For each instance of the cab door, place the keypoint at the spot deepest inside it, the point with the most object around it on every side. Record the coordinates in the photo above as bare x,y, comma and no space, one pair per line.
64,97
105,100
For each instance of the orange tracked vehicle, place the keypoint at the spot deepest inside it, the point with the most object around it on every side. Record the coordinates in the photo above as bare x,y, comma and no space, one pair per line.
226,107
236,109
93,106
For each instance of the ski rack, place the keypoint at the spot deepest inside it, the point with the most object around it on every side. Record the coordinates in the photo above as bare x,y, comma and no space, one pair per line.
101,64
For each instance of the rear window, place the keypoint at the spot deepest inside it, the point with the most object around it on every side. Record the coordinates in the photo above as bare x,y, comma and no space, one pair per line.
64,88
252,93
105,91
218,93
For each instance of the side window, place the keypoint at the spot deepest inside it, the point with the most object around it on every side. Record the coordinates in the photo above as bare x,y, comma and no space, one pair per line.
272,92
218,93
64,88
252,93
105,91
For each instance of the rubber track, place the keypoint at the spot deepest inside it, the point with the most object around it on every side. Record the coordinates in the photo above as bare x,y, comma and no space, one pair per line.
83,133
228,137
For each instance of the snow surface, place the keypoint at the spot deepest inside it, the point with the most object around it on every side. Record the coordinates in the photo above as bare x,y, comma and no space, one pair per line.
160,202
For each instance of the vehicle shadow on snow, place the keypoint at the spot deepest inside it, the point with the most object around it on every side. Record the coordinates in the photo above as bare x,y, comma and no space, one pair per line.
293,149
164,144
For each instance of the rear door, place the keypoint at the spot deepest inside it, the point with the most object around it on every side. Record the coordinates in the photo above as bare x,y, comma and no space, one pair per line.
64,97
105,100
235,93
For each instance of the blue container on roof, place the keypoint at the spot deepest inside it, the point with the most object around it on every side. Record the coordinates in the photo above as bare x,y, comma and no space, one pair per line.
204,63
==========
Repeat back the data above, exact to the last character.

CORRECT RESULT:
For each instance of the cab door, place the keypoint at the spot deepest inside it, the point with the most object around it on every side. Record the coordinates in the photo above as bare x,y, comma and no space, one pair per line.
64,97
105,100
For each instance of the orange tracked vehicle, place the keypoint at the spot deepest inside it, the point with the most object around it on every side. Record the coordinates in the photo above as bare x,y, comma and no space, one pair per line.
226,107
236,109
93,106
For each instance of the ski rack, place the keypoint at the spot deepest inside it, the point with the most object around it on every side. Record the coordinates in the photo above as bare x,y, comma and no space, one pair per line.
101,64
For each instance of the rear window, place the keypoint at the spot deepest inside it, the point with the most object around it on every side. Record the coordinates in the photo above as bare x,y, comma and no space, one pair per line.
64,88
252,93
105,91
218,93
For each instance of the side window, place the keypoint at the spot deepest inside it, the point with the most object around it on every side. Record the coordinates in the photo above as bare x,y, comma and no space, one pair per line.
272,92
218,93
64,88
252,93
105,91
For each instance of the rubber track, place the keypoint at the spot deepest inside it, the point with the most object around it on every side. Record the coordinates in the photo above as bare x,y, comma and no space, one pair per line.
83,133
228,137
For each instance of the snow surface, place the keypoint at the spot deepest inside it, the point with the most object around it on every side. Record the coordinates in the photo above as bare x,y, comma and no space, one pair per line.
160,202
For each instance of the vehicle shadow on snow, place the keypoint at the spot deepest inside it, the point with the most object around it on every side. Record the coordinates in the photo above as bare x,y, comma and no space, one pair per line.
293,149
164,144
For each instance of the rear door, place the keypoint at the spot deepest inside it, the point with the most object around it on every side. Record the coordinates in the photo above as bare x,y, comma and no space, one pair per line.
64,97
105,100
235,93
For each instance of the blue container on roof, place the keypoint at the spot deepest inside it, the point with the most object around it on every side. Record the coordinates in the photo above as bare x,y, comma and no space, one pair per line.
204,63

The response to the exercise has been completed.